DESCRIPTION OF THE TASK:
Begin with the line that contains "Task: point at every instance of the grassy island, one" and transcribe each line after it, up to and including the last line of the listing below.

DATA SUPPLIED:
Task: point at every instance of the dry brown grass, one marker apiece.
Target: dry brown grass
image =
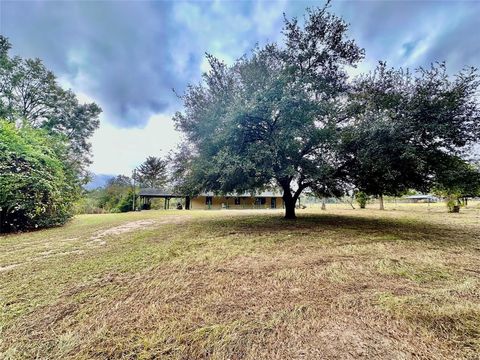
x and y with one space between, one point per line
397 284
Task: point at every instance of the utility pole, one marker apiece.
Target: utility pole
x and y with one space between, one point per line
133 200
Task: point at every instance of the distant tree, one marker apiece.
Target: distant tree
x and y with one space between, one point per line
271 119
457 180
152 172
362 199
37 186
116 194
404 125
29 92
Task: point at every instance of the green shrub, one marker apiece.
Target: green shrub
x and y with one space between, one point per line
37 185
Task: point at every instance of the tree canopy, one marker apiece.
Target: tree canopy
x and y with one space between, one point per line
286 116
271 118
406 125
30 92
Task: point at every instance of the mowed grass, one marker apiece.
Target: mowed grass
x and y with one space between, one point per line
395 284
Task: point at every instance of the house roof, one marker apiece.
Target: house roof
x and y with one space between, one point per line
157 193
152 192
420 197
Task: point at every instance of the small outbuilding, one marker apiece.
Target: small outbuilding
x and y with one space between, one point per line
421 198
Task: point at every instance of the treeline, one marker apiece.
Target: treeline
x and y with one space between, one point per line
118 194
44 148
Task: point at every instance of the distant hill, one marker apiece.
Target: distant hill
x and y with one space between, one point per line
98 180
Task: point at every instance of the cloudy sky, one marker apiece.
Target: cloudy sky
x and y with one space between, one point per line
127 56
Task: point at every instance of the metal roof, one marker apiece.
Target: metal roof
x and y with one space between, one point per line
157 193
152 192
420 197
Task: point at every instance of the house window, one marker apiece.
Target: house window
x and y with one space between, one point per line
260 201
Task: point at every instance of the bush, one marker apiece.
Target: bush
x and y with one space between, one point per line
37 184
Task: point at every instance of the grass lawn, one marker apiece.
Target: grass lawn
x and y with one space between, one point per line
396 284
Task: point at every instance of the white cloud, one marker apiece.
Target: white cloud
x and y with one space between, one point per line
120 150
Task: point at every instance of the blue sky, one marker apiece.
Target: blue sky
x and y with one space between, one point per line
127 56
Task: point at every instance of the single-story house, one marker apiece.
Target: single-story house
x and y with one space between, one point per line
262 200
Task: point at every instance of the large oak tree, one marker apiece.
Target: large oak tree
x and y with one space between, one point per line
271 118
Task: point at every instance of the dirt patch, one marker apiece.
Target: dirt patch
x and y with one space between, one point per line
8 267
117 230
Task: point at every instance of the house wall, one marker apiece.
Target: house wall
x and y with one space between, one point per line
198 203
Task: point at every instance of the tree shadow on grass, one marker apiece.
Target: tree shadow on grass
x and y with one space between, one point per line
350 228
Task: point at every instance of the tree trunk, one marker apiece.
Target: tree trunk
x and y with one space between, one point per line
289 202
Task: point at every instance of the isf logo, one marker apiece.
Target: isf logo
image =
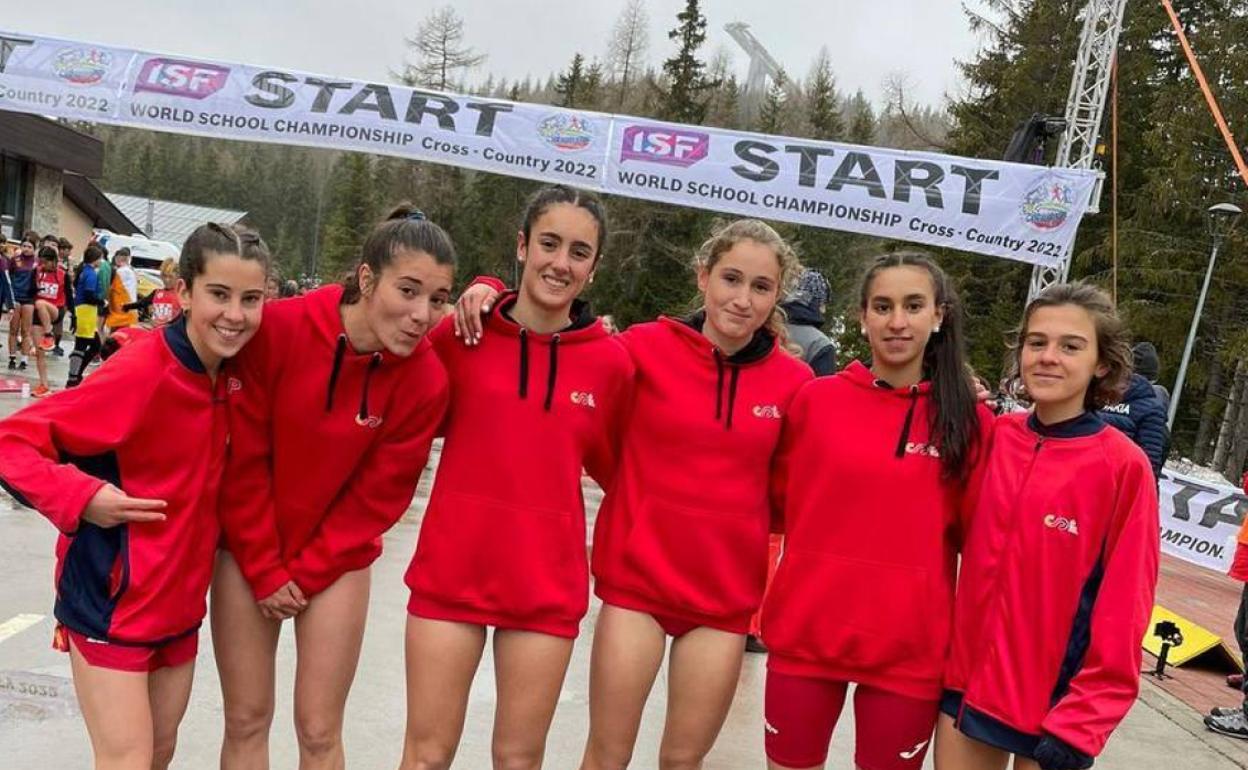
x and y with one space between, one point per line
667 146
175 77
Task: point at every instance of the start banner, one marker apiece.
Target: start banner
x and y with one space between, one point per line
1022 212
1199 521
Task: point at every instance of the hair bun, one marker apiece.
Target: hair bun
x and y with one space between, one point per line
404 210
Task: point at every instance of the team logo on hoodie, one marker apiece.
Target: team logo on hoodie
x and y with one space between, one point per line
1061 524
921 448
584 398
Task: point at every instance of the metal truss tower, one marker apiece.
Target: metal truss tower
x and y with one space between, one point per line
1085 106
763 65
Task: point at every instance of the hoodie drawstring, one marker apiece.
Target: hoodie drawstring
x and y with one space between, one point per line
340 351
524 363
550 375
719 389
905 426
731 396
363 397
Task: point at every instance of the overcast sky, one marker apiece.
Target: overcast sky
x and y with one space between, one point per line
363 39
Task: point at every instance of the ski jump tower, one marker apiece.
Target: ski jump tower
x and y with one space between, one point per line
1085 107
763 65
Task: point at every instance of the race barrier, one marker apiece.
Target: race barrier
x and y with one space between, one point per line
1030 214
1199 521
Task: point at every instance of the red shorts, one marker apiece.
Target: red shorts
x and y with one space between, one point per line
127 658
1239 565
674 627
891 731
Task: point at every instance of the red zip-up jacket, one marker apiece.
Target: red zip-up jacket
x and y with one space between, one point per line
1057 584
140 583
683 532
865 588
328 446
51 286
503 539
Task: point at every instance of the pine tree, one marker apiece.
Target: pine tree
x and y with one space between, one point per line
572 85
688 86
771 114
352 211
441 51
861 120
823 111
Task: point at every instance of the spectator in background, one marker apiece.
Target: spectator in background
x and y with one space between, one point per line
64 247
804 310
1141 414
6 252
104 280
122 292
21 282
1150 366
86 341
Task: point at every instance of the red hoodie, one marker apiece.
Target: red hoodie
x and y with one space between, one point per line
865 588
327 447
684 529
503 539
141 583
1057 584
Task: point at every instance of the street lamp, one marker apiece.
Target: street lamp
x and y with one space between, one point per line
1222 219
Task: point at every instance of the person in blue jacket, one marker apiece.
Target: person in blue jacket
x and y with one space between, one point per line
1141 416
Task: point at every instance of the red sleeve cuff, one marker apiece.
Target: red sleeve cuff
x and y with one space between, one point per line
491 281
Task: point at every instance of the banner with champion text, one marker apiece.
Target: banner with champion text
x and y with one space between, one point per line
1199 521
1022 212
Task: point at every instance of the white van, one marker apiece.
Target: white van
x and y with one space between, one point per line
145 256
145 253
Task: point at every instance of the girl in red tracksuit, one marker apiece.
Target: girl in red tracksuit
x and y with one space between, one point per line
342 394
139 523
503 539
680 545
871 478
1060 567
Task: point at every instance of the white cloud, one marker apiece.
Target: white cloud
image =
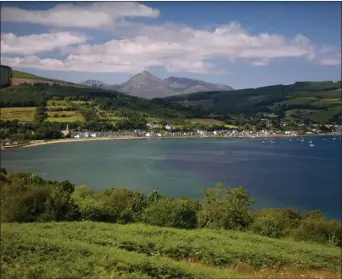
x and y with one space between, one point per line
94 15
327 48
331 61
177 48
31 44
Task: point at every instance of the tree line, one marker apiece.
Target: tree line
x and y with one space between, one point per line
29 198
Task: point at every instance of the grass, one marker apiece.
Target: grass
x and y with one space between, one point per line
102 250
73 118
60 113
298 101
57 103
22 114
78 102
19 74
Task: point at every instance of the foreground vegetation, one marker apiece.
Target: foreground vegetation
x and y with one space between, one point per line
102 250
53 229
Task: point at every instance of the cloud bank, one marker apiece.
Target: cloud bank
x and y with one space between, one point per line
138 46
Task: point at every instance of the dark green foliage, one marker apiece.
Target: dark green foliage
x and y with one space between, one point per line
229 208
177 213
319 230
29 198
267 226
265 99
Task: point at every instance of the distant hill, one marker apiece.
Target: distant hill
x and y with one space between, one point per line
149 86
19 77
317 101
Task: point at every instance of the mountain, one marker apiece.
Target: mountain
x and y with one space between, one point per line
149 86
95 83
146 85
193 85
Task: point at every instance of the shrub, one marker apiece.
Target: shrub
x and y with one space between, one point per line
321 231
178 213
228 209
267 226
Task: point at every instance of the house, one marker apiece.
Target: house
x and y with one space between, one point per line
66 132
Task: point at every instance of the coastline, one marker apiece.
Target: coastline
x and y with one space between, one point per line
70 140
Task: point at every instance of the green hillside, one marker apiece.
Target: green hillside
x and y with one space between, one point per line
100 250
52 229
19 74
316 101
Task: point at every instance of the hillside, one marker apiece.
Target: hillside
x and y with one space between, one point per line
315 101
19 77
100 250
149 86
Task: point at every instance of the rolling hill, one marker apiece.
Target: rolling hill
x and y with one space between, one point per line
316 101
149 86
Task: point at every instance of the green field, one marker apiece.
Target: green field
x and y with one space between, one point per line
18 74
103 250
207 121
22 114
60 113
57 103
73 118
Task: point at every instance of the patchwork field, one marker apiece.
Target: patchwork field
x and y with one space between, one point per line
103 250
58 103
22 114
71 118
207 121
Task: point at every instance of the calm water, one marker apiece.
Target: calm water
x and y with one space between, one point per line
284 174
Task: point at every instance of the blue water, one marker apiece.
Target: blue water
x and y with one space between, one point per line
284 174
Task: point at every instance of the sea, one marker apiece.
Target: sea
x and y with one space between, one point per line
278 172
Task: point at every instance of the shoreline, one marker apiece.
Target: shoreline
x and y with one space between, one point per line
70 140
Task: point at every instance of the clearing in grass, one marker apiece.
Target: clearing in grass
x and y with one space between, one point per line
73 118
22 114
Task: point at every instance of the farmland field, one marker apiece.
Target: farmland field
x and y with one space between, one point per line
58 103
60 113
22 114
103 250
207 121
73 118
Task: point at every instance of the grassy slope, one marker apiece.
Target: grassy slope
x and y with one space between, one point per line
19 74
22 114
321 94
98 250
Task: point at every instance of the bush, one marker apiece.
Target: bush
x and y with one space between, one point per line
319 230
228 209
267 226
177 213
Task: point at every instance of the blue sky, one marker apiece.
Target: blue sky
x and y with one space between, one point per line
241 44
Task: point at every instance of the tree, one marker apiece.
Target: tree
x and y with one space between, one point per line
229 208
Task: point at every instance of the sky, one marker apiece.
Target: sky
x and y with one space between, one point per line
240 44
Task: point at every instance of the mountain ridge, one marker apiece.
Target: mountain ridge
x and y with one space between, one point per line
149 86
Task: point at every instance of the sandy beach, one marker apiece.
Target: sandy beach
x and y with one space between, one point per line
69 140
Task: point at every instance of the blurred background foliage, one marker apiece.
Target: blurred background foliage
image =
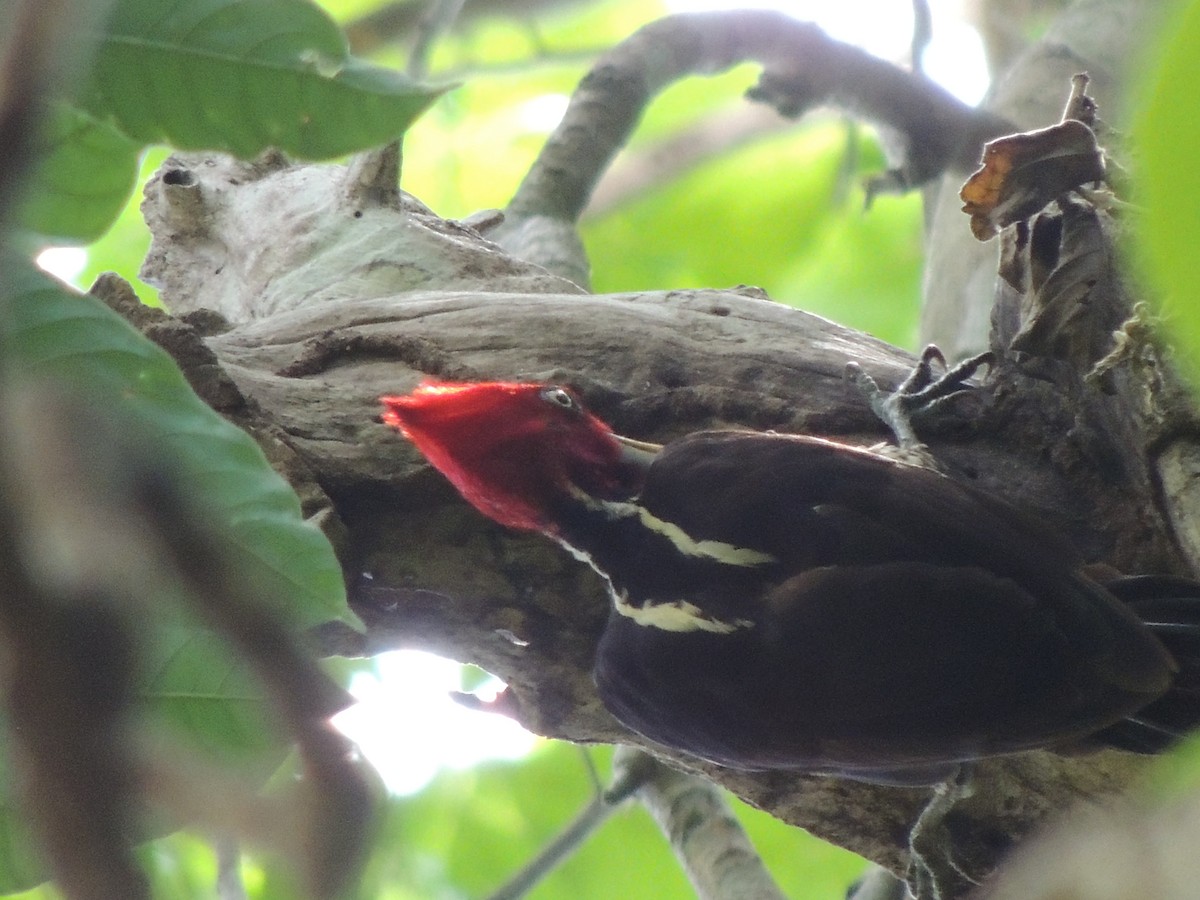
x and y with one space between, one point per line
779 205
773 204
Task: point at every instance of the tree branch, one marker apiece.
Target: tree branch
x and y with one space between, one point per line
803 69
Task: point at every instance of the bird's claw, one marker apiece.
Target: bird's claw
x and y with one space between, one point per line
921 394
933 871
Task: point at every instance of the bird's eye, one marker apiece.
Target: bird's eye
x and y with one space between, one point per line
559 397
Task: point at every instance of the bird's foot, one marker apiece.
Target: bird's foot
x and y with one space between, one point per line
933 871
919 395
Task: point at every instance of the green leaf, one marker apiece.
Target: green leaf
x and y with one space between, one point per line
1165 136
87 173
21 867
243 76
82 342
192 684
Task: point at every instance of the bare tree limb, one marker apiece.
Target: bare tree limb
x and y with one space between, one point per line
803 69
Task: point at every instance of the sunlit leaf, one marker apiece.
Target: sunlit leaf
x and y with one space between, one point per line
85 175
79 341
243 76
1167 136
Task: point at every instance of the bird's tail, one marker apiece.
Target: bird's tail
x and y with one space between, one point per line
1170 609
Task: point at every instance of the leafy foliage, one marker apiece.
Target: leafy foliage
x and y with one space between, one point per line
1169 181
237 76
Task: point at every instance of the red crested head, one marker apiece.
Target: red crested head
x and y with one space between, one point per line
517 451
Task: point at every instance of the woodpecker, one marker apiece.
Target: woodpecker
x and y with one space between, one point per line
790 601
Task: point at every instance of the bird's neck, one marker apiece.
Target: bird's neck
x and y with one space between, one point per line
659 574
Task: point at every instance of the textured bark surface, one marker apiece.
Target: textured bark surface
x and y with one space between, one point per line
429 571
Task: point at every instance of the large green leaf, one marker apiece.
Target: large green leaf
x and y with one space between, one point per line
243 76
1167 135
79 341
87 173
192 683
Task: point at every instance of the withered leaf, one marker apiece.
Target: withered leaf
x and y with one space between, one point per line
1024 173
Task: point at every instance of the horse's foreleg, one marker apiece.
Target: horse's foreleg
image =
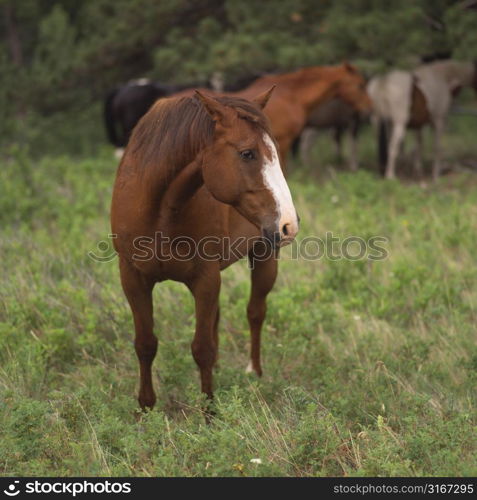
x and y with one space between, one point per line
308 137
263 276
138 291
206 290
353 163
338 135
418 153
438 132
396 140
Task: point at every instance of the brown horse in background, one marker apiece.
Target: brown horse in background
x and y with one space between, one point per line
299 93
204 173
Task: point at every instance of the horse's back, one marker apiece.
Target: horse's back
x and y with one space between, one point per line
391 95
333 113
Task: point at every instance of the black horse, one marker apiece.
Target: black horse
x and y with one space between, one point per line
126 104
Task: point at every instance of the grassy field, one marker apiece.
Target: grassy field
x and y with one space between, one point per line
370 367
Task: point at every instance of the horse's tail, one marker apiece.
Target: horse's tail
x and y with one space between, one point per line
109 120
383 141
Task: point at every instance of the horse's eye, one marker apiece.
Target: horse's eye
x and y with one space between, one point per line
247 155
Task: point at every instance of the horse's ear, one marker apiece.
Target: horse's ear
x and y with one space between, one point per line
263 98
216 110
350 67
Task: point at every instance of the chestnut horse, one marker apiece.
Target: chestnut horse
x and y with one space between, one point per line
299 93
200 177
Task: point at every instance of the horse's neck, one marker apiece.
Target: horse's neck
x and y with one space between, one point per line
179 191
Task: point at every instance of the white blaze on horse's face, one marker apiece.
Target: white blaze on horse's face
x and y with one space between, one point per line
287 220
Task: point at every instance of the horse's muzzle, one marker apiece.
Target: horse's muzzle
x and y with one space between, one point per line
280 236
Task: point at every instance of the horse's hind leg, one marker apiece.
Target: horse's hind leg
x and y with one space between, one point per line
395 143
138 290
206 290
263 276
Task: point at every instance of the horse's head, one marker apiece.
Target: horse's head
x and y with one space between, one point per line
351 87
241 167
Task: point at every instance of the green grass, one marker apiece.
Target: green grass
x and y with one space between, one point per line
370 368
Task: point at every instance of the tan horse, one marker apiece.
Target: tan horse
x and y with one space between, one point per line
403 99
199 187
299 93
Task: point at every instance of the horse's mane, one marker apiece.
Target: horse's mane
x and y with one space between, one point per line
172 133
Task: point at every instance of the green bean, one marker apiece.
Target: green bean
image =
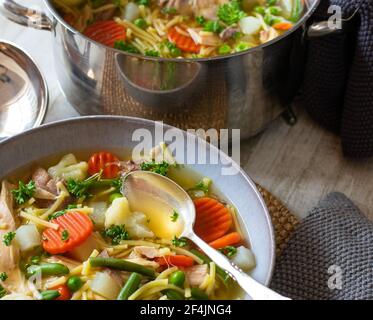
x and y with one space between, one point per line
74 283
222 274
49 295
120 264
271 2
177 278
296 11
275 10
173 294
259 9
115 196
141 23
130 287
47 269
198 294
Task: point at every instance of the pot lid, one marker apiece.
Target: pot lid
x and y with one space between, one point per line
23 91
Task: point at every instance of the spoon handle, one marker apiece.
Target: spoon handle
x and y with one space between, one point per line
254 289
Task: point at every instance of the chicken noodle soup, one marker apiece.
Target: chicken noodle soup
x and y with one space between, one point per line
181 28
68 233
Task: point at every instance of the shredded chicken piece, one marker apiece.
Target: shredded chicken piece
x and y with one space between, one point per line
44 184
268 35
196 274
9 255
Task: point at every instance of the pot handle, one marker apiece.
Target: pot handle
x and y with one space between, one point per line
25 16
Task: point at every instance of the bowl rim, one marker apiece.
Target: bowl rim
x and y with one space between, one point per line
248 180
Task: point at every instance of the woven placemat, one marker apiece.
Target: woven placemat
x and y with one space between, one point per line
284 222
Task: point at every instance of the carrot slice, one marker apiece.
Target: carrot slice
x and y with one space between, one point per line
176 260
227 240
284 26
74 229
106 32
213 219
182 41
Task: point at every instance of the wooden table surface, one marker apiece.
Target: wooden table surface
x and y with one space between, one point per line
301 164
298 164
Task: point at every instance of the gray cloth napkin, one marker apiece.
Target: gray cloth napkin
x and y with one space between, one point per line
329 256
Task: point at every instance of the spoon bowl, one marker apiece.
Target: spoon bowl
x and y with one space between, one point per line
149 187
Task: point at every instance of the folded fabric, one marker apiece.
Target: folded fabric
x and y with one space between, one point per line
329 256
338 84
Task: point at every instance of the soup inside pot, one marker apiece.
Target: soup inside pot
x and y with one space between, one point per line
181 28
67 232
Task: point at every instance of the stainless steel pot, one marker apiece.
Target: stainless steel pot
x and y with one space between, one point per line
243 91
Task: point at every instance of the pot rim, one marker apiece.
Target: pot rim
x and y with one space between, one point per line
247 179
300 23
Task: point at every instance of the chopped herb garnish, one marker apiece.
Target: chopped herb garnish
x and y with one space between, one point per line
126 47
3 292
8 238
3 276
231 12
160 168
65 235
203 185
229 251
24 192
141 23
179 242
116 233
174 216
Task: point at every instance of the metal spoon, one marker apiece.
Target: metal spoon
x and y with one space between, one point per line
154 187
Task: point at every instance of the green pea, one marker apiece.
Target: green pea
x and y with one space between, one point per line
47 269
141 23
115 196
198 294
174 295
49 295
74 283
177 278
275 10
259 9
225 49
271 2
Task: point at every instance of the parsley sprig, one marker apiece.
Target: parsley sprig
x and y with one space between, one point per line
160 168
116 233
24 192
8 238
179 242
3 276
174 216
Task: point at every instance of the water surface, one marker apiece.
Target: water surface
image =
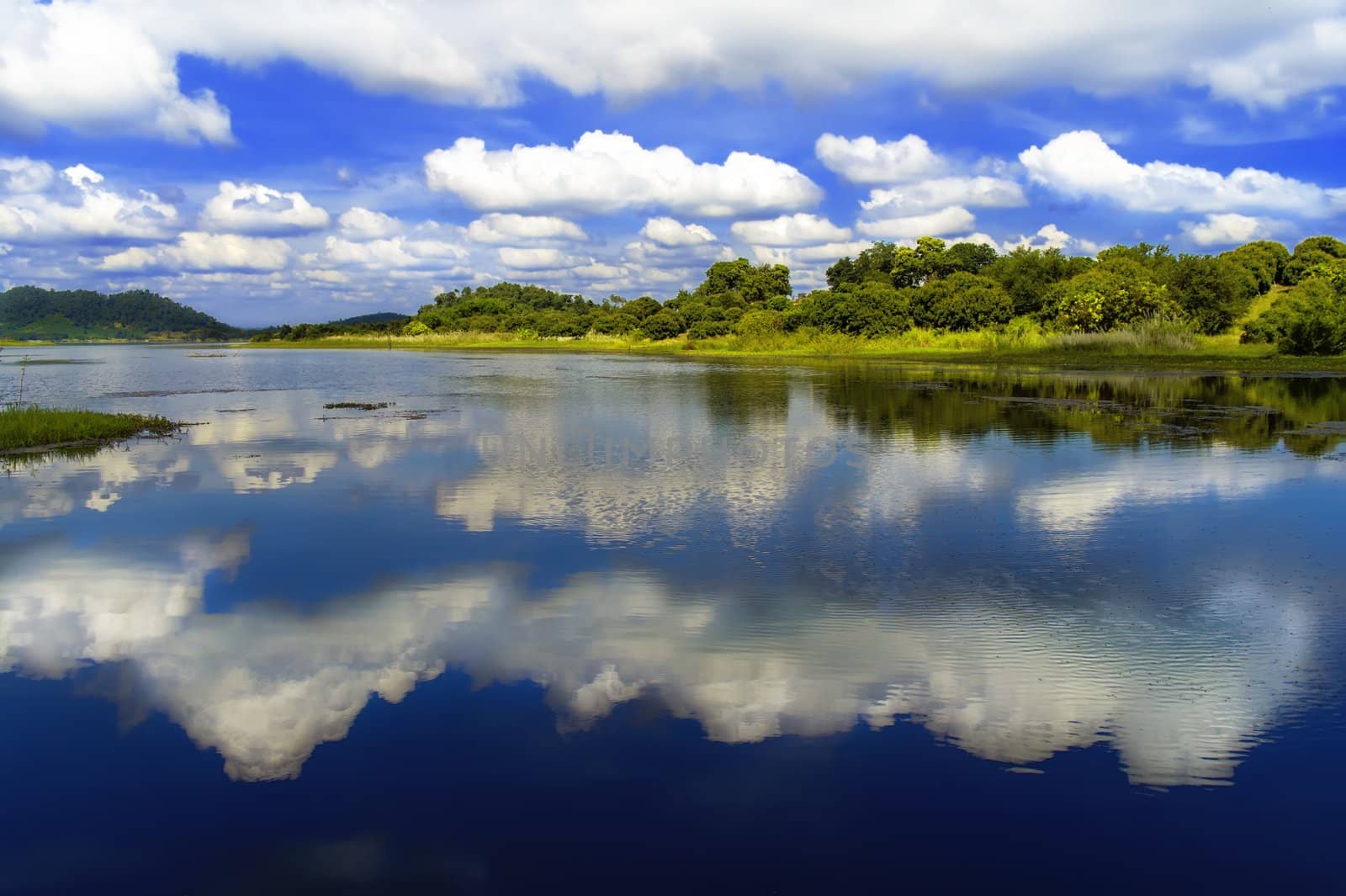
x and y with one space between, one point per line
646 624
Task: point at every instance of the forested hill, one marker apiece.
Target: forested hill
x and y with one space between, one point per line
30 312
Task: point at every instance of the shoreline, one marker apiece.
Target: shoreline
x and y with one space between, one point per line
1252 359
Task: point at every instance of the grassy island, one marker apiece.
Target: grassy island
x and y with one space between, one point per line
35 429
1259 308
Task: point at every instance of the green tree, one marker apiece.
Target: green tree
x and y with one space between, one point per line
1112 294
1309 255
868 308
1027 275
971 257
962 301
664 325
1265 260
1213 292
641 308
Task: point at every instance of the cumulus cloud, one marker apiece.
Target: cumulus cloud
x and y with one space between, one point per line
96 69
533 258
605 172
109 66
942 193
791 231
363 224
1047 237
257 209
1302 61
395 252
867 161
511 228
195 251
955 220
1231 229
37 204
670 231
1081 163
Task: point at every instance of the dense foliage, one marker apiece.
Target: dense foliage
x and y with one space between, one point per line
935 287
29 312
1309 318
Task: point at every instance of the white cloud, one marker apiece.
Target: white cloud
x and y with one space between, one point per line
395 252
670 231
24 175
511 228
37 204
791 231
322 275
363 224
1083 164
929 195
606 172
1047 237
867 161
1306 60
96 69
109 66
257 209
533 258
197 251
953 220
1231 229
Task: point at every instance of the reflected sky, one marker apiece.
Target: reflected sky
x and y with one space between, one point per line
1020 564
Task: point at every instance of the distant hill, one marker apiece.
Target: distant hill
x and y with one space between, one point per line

RIGHT ANSWER:
Task: point at every instance of the grassy island, one marker apiece.
Target: grassy island
x and y with one space between, one point per line
35 429
1259 308
Task: point at every instance of the green tree, one marker apiece.
Target: green tree
x and y with one space between, one point per line
1112 294
1309 255
868 308
1027 275
971 257
962 301
664 325
1265 260
1213 292
641 308
Task: point at every instance of the cumulus cloud, one marker apiece.
Target: cumulus cloud
x and y with one space between, one point per line
96 69
533 258
605 172
109 66
942 193
791 231
363 224
1047 237
257 209
1302 61
395 252
867 161
511 228
195 251
955 220
1231 229
37 204
670 231
1081 163
Task: point at every instance of the dense foliage, one marker apiece.
Target: dense foliage
x and y with one space between, one point per line
935 287
29 312
1309 318
Task: point at every instance of the white cloud, one marker apiece.
Target: white cloud
x and y with one space between, one point per line
395 252
670 231
24 175
511 228
37 204
791 231
322 275
363 224
1083 164
929 195
606 172
1047 237
867 161
1306 60
96 69
109 66
257 209
533 258
197 251
953 220
1231 229
Task: point at every instance of the reflected sky, one marker apiece.
Target: reflected sky
x and y with one space between, one point per line
1020 564
Task: point at every instance of the distant hill, one marker apiece.
Target: distant hill
x and y with one space between, one point per line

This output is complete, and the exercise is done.